===== Excerpt to read

He used his position as boss and as President to have sex. Are you pretending it was voluntary, or worse, are you taking the Hillary line that it never happened or that it was the interns taking advantage of Bill's weakness?
Using his position is boss and President is as much rape as using a rufie.
It… is not.
You have expanded the definition of rape far beyond a Title IX fanatic's wildest dreams in a desperate attempt to smear Clinton.
I wish you were right. A common idea is that power differentials prevent any "meaningful consent" from being given, particularly when money and employment are involved.
That may be a well-accepted idea in Women's Studies departments, but it is not a legal argument. No state makes a "power differential" an element of sexual assault. Some states have codified specific relationships for which consent is not possible,¹ but none say that the existence of a power differential itself makes consent impossible.
¹The most common one is teacher-student. Someone elsewhere in this thread mentioned prison guards and prisoners; most states have only recently started making that an automatic crime. Or cops and arrestees.
Not legally, no, but Alphabet Soup never claimed he was using a legal definition for rape. In the eyes of many people it was rape.
It was inappropraite, but consensual.
Believe the Women!!!!!!!!!!!!!!!!!!!!!
"Ms. Broaddrick, writing under the pseudonym Jane Doe Number 5, also swore under oath that untoward conduct by Clinton didn't happen."
There's plenty of gender studies work indicating that recantations in such circumstances are unreliable.
The claim that she was raped was the recantation.
No. She was sharing the room where it happened with a friend. The friend returned to the room to find Ms. Broaddrick lying in bed in a state of shock with torn clothing and injuries to her lip, and she told the friend that Clinton had forced himself on her. The friend confirms this.
She also told other people at the time.
She claims that the denied it when Jones lawyers subpoenaed her because she didn't want to get involved in the whole thing. It's the classic scenario of recantation that the gender studies world claims in unreliable.

==========

• **To do**
1. Reproduce the thread word for word from "¹The most common" up to and including "inappropraite, but consensual.".
2. List every relationship named in the footnote of the thread.

===== Data entries

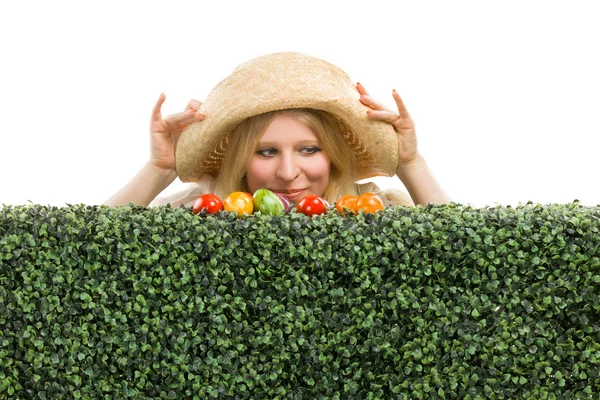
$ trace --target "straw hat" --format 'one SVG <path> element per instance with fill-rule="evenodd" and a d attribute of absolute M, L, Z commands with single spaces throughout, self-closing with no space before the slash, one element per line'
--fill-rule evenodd
<path fill-rule="evenodd" d="M 243 120 L 288 108 L 323 110 L 336 117 L 356 155 L 358 179 L 392 176 L 398 139 L 392 126 L 367 116 L 355 84 L 340 68 L 302 53 L 274 53 L 239 65 L 215 86 L 177 144 L 177 174 L 183 182 L 216 177 L 230 132 Z"/>

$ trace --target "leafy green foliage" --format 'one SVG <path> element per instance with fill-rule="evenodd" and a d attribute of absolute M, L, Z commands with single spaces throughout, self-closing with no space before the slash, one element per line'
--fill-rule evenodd
<path fill-rule="evenodd" d="M 0 210 L 3 398 L 597 398 L 600 208 Z"/>

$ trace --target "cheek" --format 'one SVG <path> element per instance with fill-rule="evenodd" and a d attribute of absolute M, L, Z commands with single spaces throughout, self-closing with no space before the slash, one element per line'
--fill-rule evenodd
<path fill-rule="evenodd" d="M 248 182 L 248 189 L 250 189 L 252 193 L 265 186 L 265 181 L 268 176 L 269 171 L 264 163 L 250 160 L 248 172 L 246 172 L 246 181 Z"/>
<path fill-rule="evenodd" d="M 328 157 L 319 157 L 318 160 L 313 160 L 313 162 L 309 164 L 307 172 L 310 173 L 311 178 L 314 180 L 329 179 L 331 161 L 329 161 Z"/>

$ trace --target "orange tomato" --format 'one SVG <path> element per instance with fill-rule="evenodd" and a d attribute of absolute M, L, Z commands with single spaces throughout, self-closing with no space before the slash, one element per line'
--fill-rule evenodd
<path fill-rule="evenodd" d="M 375 193 L 363 193 L 356 200 L 356 209 L 363 210 L 366 213 L 375 213 L 384 209 L 383 200 Z"/>
<path fill-rule="evenodd" d="M 254 205 L 252 204 L 252 196 L 246 192 L 229 193 L 223 201 L 223 208 L 227 211 L 236 211 L 238 217 L 252 214 Z"/>
<path fill-rule="evenodd" d="M 356 214 L 358 212 L 356 209 L 356 200 L 358 200 L 358 196 L 342 196 L 335 203 L 335 208 L 340 214 L 342 214 L 344 210 Z"/>

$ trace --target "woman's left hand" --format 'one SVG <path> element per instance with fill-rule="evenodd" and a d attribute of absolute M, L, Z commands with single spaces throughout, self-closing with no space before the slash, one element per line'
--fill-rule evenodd
<path fill-rule="evenodd" d="M 398 168 L 414 163 L 419 154 L 415 124 L 398 92 L 396 90 L 392 91 L 392 97 L 398 107 L 396 112 L 387 109 L 383 104 L 372 98 L 360 83 L 356 84 L 356 89 L 360 93 L 360 101 L 371 108 L 367 111 L 369 117 L 390 123 L 398 134 Z"/>

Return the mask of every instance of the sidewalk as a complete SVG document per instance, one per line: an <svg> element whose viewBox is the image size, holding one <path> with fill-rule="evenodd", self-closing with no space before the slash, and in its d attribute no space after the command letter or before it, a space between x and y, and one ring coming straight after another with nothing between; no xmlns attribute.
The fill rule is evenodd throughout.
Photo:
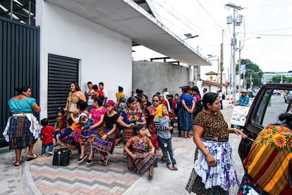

==========

• **Task answers**
1.
¹The most common one is teacher-student. Someone elsewhere in this thread mentioned prison guards and prisoners; most states have only recently started making that an automatic crime. Or cops and arrestees.
Not legally, no, but Alphabet Soup never claimed he was using a legal definition for rape. In the eyes of many people it was rape.
It was inappropraite, but consensual.

2.
teacher-student
prison guards and prisoners
cops and arrestees